**YOUR OBJECTIVE:** Print the passage from the Admiral Fallow gig listing between "The toast of" and "hauntingly candid lyrics.", inclusive.

**QUOTED TEXT:**

++++

Admiral Fallow
+ Matthew P
Sunday 27 May : 8pm
£8.00 adv : £10.00 door
Listen to the brand new Admiral Fallow album (released on 21st May) here
“Devastatingly downtrodden and wonderfully uplifting. . . surprising and enthralling. . . finely crafted material played superbly well” (Mike Diver, BBC Album Reviews Editor)
“Anthemic yet understated. Big and bold, but avoiding theatrical cheese. Every note serves a purpose and has its place, nothing is wasted and nothing is missed.” (Music-News.com)
The toast of 2011′s South By Southwest festival (tipped in advance by NPR’s influential All Songs Considered; ranked as a highlight by US indie bible Paste magazine), Scotland’s Admiral Fallow continue their seemingly unstoppable mission to capture hearts and minds. They steal the former with beautiful melodies, sumptuous orchestration and bittersweet boy/girl vocals, while unforgettably colonising the latter thanks to lead singer/guitarist Louis Abbott’s exquisitely observed, hauntingly candid lyrics.

++++

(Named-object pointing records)
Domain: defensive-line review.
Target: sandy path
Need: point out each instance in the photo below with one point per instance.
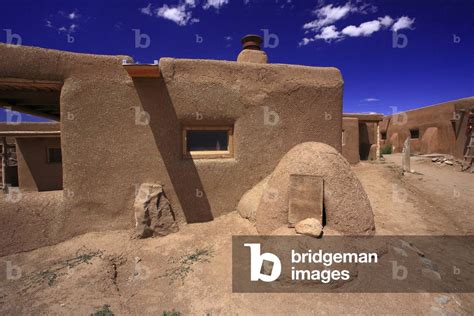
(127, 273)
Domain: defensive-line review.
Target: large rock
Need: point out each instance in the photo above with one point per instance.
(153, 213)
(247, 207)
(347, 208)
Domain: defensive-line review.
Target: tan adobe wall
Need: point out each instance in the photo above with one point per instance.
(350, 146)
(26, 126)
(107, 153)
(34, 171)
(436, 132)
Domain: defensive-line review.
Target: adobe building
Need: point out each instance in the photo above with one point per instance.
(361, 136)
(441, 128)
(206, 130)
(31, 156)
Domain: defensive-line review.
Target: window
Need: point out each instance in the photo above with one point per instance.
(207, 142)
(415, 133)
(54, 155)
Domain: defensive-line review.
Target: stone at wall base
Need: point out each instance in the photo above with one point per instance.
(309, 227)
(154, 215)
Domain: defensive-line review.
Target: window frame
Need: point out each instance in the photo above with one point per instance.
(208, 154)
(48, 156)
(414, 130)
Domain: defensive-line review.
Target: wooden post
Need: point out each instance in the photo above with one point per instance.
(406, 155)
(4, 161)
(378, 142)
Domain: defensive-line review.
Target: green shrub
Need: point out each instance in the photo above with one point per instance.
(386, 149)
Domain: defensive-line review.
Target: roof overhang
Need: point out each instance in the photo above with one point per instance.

++++

**THE RESPONSE:**
The toast of 2011′s South By Southwest festival (tipped in advance by NPR’s influential All Songs Considered; ranked as a highlight by US indie bible Paste magazine), Scotland’s Admiral Fallow continue their seemingly unstoppable mission to capture hearts and minds. They steal the former with beautiful melodies, sumptuous orchestration and bittersweet boy/girl vocals, while unforgettably colonising the latter thanks to lead singer/guitarist Louis Abbott’s exquisitely observed, hauntingly candid lyrics.